:: 原文 ::

面白いとは、何だろう。




人生というのはどのようにでもとらえることができるから、辛いと思えば辛い人生だし、楽しいと考えるなら楽しい人生なので、だとしたら、できるだけ面白い人生を送りたいと思っていて、しかしまあこの面白いという概念は色んなとらえ方のあるので、そういえば自分にとっての面白いとはなんだろうと思い、挙げてみる。



・子育ては辛いが面白い


・働くことも辛いが面白い


ファイヤーエムブレムは面白い


スーパーマリオは操作が苦手だしストーリーがあんまりないので面白くない


・お笑いも自分には特に不要


・その場限りで単純にゲラゲラ笑うようなものは全く面白くないが、ことあるごとに思い出してはクスクス笑えてくるできごとは面白い


・やったことのないものに挑戦するのは、そのときは地獄だが、あとで振り返ってああ面白かったなあと思うことが多い


・なかなか良いアイデアが出なくてみんなでウンウンうなっているときは面白い(これもあとからそう思うのかもしれない)

:::
:: データ行 ::

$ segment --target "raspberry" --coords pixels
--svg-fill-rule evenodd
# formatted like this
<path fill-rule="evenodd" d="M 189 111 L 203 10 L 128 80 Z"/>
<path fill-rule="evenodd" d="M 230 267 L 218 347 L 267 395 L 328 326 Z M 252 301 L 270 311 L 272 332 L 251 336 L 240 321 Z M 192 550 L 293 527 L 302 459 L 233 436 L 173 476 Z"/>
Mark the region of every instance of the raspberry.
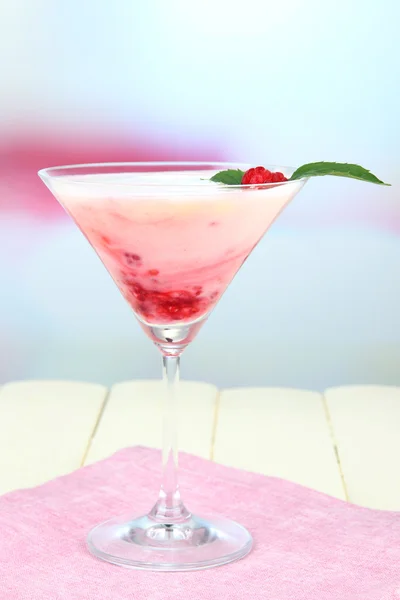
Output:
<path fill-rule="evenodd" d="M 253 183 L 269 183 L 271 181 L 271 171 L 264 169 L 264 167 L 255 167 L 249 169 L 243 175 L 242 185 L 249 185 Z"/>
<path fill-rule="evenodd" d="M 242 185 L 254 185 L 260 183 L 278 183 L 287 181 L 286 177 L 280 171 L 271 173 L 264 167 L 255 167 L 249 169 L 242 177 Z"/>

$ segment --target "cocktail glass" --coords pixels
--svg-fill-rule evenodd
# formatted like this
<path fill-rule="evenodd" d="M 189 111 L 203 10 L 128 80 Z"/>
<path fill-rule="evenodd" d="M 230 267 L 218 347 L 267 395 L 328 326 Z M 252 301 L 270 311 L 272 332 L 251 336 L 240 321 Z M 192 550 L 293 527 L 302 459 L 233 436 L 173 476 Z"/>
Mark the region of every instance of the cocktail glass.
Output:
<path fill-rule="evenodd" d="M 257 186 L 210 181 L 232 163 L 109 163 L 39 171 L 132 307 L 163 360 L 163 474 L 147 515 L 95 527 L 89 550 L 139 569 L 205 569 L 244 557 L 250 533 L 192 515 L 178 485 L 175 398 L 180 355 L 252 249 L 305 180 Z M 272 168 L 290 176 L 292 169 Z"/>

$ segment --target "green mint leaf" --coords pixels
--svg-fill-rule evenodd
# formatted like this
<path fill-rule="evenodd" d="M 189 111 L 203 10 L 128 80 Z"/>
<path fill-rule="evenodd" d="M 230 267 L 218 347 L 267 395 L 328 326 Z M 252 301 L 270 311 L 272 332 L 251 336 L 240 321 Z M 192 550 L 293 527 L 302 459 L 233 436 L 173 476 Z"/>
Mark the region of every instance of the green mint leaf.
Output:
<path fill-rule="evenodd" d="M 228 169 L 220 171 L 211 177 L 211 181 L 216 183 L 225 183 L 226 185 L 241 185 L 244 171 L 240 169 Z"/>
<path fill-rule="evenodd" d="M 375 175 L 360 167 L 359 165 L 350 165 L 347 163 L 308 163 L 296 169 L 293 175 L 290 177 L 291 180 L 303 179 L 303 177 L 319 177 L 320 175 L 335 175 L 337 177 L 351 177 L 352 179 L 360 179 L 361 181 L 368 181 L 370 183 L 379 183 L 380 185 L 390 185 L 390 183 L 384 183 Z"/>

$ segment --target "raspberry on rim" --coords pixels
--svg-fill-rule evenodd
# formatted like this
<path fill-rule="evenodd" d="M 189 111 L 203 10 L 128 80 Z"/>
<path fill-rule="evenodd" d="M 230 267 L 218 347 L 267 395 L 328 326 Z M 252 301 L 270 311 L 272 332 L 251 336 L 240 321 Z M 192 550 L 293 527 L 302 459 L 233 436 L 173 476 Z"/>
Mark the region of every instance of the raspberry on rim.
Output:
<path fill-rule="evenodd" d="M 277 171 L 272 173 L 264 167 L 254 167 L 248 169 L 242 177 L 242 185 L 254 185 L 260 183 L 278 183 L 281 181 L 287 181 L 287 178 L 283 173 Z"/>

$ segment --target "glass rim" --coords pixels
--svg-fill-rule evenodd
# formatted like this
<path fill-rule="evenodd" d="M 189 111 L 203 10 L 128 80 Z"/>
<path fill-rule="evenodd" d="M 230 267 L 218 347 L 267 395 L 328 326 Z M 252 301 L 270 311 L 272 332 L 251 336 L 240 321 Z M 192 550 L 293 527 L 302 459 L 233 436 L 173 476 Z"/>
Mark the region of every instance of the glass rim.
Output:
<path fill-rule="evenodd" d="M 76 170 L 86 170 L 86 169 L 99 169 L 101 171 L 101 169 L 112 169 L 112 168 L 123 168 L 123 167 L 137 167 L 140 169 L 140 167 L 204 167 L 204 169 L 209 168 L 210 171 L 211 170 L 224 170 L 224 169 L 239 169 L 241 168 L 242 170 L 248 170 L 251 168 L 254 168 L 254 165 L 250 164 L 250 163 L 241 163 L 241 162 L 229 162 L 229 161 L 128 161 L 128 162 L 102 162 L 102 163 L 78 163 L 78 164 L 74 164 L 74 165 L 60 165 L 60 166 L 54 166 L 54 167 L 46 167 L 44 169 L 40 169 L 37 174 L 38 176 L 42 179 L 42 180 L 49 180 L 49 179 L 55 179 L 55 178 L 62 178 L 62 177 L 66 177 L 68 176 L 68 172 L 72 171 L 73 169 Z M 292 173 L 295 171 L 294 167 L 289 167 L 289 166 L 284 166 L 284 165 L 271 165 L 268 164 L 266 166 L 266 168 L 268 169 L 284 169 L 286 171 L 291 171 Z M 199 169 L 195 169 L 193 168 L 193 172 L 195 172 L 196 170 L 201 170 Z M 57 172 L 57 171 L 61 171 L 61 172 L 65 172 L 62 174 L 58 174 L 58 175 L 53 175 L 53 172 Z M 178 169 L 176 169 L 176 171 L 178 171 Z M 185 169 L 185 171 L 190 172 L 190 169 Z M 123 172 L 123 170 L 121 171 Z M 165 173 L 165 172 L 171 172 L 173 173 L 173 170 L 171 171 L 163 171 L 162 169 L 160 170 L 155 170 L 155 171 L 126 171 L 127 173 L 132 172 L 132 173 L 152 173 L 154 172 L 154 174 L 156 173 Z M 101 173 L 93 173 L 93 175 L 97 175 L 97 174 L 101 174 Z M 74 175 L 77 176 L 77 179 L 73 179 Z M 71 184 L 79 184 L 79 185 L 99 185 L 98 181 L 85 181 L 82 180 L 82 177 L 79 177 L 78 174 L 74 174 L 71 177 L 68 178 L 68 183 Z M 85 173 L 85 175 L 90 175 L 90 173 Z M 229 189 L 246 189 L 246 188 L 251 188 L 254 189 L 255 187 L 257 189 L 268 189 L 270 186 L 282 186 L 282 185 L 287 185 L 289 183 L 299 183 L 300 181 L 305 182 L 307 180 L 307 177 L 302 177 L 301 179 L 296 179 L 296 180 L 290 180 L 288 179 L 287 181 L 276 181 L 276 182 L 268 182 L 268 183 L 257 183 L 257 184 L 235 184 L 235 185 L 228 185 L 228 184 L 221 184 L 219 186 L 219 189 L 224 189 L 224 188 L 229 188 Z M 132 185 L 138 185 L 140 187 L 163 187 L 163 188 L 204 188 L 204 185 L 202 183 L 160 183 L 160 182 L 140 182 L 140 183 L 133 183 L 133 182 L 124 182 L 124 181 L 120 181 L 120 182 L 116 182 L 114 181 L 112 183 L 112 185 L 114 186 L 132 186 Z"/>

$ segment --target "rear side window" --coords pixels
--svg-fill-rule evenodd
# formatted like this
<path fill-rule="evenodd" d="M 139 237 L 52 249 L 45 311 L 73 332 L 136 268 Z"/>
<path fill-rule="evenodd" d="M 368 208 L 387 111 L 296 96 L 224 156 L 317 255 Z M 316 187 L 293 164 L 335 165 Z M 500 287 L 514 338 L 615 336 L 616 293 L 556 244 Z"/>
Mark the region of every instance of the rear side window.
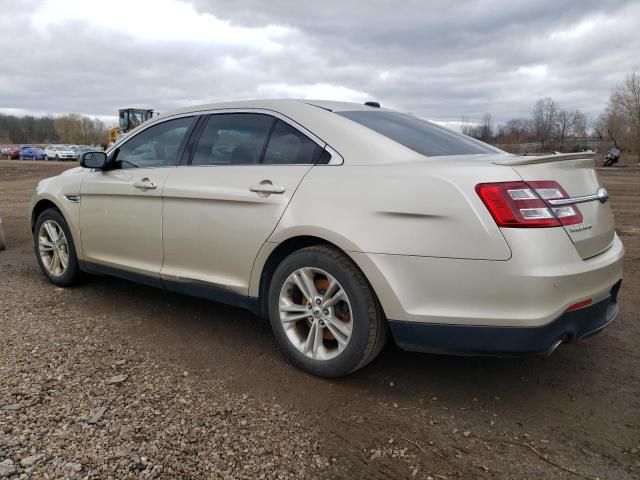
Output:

:::

§ 指示事項:
a: 原文のうち、「スーパーマリオは操作が苦手だしストーリーがあんまりないので面白くない」を含む語句から書き始め、「からそう思うのかもしれない)」を書き終えたところで止めて、その範囲を一字も変えずに書き写してください。
b: レコードの中から文字列「pixels」を含む行をすべて集め、そのまま書き出してください。

§ 指示ごとの解答:
a:
スーパーマリオは操作が苦手だしストーリーがあんまりないので面白くない


・お笑いも自分には特に不要


・その場限りで単純にゲラゲラ笑うようなものは全く面白くないが、ことあるごとに思い出してはクスクス笑えてくるできごとは面白い


・やったことのないものに挑戦するのは、そのときは地獄だが、あとで振り返ってああ面白かったなあと思うことが多い


・なかなか良いアイデアが出なくてみんなでウンウンうなっているときは面白い(これもあとからそう思うのかもしれない)

b:
$ segment --target "raspberry" --coords pixels
$ segment --target "cocktail glass" --coords pixels
$ segment --target "green mint leaf" --coords pixels
$ segment --target "raspberry on rim" --coords pixels
$ segment --target "glass rim" --coords pixels
$ segment --target "rear side window" --coords pixels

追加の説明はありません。